Unfortunately, given the current state of affairs, the domination of bourgeois society is such and so that capital was not only able to make two workers of the same factory compete against each other but it also made the black proletarian compete against the white one by using wage differentials policies.
That is why American capitalism, with all of its economical problems such as the monetary (productive crisis and unemployment) and political crises (such as the Iranian and Afghan ones), has always been able at first to contain any riot that has broken out, proceeding then to extinguish the fire of class struggle. Therefore, its domination over the metropolitan proletariat remains intact.
The mistakes of the so called “black movement” ideologists originate from said disunity. These mistakes come from their inability to free themselves from the perspective of black nationalism which, in some cases, assumes the features of actual inverted racism.
There are mistakes tied to localism caused by the inability of the perspective of the movement to move past the walls of the ghetto. At the same time, there is the incapacity to go past the barrier of the concept of democracy and integration in the bourgeois society.

--

▸ **Required work**
[a] Answer these questions about the passage on class struggle.
(i) What policies does it say capital used to make the black proletarian compete against the white one?
(ii) Which two political crises does it give as examples?
(iii) What perspective does it say the "black movement" ideologists cannot free themselves from?
[b] Return every line of the records below word for word, leaving the pictures out.

▸ **Listed records**
--

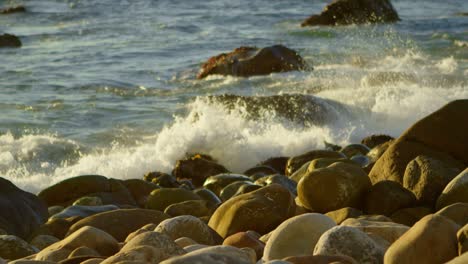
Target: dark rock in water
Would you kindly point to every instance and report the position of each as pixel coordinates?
(21, 213)
(345, 12)
(197, 168)
(11, 10)
(250, 61)
(9, 41)
(111, 191)
(299, 108)
(375, 140)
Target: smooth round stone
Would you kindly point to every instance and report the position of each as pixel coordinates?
(297, 236)
(351, 242)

--

▸ **Answers to each task**
[a]
(i) Wage differentials policies.
(ii) The Iranian and Afghan ones.
(iii) Black nationalism.

[b]
Target: dark rock in water
Would you kindly point to every instance and report the position of each as pixel coordinates?
(21, 213)
(345, 12)
(197, 168)
(11, 10)
(250, 61)
(9, 41)
(111, 191)
(299, 108)
(375, 140)
Target: smooth round stone
Would you kindly point to every instance and report the position of each as pixel coordinates?
(297, 236)
(351, 242)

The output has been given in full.